> [PROBLEM]: Pull every line containing "target" from the entries.

> [Records drawn from a dataset]:
========================================================================

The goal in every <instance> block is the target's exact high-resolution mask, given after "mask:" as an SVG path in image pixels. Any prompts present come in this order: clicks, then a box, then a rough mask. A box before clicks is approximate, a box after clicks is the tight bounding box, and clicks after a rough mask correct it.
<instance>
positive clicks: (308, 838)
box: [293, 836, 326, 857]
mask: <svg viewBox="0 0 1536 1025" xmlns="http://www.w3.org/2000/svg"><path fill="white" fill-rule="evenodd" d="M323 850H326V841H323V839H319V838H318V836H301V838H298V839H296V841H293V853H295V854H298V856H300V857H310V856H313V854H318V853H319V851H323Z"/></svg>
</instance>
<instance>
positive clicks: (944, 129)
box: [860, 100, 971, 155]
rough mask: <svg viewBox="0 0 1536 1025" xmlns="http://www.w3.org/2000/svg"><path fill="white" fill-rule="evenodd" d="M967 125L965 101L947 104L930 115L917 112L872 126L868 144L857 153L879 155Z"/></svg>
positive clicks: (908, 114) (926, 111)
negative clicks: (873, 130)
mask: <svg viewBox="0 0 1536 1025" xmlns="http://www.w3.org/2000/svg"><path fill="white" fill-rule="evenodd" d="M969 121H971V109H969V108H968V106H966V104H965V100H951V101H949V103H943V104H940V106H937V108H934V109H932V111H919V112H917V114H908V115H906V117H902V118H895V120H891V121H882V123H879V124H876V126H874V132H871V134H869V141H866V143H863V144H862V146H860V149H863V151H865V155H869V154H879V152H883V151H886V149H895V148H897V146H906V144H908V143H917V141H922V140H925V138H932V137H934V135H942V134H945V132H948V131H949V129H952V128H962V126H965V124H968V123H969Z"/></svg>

========================================================================

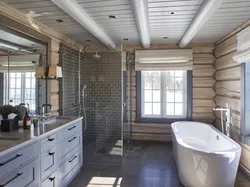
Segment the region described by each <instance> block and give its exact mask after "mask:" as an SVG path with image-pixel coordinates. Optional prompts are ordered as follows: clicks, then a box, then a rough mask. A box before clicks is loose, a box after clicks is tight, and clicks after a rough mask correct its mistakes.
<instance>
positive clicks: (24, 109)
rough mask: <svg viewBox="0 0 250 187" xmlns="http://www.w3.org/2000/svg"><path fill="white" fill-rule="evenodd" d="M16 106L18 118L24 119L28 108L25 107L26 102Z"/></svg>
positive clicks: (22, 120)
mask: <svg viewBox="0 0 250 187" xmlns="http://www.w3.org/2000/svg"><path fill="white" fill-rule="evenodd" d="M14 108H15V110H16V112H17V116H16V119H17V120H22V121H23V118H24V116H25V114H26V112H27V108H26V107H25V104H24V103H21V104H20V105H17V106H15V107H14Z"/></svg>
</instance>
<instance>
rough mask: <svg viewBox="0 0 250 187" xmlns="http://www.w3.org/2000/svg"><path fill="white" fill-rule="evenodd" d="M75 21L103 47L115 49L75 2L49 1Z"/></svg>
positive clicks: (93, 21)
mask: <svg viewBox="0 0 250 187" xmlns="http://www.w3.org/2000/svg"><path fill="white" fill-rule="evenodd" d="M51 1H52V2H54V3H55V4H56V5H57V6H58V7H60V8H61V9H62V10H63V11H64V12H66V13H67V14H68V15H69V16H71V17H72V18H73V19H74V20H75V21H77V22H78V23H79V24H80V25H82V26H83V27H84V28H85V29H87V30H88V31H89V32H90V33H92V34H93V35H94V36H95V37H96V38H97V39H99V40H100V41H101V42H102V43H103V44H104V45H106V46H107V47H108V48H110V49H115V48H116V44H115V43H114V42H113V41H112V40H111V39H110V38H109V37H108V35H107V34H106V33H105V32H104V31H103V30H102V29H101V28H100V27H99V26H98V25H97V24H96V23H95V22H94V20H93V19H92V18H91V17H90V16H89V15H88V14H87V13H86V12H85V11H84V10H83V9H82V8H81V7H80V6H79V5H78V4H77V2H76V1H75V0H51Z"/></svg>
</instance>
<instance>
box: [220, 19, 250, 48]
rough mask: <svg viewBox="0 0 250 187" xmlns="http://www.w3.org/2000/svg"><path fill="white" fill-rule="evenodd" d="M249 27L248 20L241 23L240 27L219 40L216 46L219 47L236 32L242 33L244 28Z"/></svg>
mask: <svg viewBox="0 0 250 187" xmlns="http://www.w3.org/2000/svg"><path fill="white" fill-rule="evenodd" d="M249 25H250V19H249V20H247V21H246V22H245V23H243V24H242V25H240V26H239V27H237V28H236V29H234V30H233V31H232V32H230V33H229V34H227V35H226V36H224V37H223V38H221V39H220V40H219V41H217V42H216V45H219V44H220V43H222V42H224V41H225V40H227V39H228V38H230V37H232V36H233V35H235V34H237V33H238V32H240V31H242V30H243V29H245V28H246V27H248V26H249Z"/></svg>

========================================================================

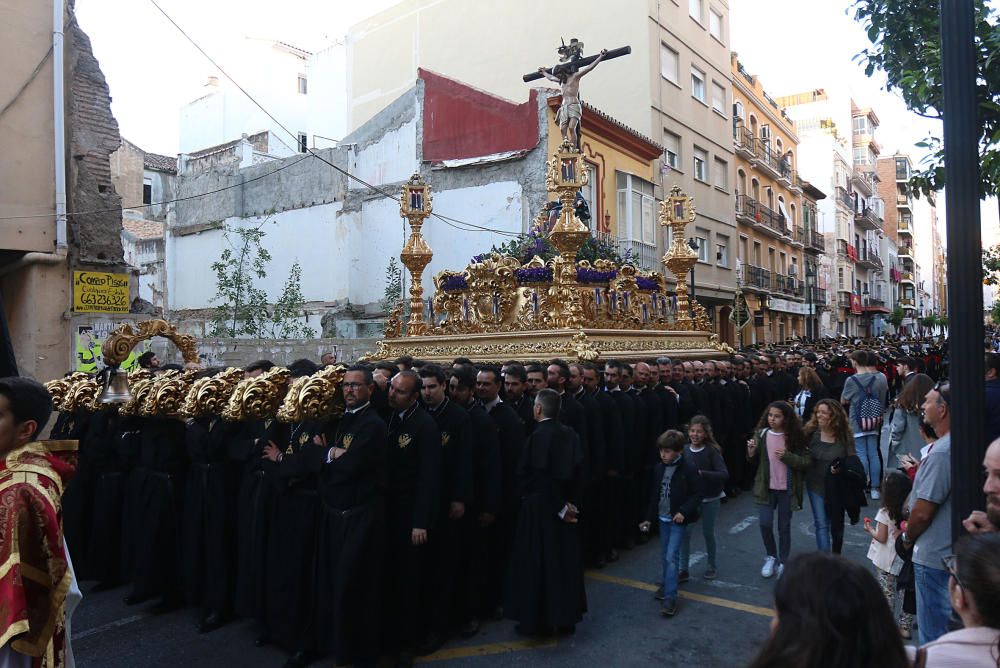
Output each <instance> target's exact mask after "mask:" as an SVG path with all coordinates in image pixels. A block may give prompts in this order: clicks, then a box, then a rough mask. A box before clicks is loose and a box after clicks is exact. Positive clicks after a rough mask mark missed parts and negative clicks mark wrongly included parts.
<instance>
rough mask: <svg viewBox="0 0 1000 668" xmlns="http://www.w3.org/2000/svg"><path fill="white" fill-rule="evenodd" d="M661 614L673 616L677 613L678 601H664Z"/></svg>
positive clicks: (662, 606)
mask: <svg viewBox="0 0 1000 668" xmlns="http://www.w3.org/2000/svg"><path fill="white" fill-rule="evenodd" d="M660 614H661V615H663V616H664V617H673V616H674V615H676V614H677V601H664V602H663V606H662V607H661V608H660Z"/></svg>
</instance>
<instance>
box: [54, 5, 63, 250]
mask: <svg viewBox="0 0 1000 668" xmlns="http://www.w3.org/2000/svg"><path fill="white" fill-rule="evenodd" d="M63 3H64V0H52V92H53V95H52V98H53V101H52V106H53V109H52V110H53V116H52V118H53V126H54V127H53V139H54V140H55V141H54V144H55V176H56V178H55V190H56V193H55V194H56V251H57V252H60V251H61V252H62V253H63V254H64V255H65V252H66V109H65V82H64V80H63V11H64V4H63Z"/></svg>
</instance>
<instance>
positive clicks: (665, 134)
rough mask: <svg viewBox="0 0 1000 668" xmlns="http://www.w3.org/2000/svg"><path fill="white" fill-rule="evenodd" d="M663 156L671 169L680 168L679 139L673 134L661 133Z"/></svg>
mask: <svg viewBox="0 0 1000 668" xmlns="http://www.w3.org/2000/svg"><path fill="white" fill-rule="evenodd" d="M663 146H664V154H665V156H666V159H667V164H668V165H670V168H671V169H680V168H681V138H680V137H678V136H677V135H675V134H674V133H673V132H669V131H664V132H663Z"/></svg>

========================================================================

> [WRITTEN SOLUTION]:
The goal in every <instance> block is the target's exact high-resolution mask, given after "mask:" as an SVG path in image pixels. Any prompts present come in this order: clicks, then a box, then a rough mask. A box before clicks is approximate, a box after clicks is the tight bounding box, and clicks after a rough mask correct it.
Output each <instance> target's exact mask after "mask:" as an SVG path with all coordinates in image pixels. A block may give prompts in this order: clicks, then a box, then a rough mask. A box before clicks is loose and a box after clicks is exact. Positive clicks after a rough mask mark missed parts and negative clicks mark wrongly included parts.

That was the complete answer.